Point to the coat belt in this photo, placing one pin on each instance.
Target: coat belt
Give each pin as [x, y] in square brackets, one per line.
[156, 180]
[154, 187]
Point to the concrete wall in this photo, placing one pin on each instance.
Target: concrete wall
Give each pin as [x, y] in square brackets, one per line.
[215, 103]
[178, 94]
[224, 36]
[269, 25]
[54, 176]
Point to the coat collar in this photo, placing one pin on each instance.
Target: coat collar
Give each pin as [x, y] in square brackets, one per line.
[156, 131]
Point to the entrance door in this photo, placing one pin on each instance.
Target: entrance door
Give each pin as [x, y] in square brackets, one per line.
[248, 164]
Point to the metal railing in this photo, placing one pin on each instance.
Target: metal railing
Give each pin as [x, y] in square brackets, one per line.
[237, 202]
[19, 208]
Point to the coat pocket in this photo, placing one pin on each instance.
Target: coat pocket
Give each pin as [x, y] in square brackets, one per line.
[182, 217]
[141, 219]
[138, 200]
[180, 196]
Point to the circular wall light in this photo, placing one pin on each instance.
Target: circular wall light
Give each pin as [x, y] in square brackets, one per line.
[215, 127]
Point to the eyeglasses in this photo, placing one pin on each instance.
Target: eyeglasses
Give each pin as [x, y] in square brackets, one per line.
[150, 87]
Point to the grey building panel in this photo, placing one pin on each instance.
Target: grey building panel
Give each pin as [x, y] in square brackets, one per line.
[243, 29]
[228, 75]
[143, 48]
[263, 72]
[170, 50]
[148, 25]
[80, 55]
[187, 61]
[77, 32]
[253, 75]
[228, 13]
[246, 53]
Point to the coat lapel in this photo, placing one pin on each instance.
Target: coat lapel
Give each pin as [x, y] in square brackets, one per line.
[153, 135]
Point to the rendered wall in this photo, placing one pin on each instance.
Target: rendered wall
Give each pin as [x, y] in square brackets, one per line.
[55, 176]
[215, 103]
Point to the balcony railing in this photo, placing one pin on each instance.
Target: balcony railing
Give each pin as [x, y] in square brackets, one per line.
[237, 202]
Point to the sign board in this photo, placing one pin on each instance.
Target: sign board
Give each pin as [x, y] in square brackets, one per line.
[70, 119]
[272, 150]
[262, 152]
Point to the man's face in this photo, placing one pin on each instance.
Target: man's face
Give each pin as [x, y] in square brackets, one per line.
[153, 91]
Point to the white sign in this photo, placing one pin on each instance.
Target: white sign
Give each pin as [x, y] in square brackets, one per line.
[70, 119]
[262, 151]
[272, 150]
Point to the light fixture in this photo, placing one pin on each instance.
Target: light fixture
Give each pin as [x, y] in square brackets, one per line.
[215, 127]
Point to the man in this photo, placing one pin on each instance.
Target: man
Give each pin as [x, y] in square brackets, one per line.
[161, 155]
****************************************
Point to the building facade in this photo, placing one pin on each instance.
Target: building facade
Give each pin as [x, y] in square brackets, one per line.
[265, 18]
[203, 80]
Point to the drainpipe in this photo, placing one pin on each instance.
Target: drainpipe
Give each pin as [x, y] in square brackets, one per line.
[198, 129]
****************************************
### REQUIREMENT
Go through the entries above and copy every line containing "white".

### TASK OUTPUT
Point to the white sign in this photo, placing one pin on each instance.
Target: white sign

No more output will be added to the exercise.